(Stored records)
====

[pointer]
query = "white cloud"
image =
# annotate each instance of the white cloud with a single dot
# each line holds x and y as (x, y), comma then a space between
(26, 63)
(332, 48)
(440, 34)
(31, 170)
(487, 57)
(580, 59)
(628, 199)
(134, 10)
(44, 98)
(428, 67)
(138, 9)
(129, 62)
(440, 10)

====

> [The problem]: Over all the entries, say how many lines hold the string "white". The reply is the number alone.

> [Answer to the problem]: 2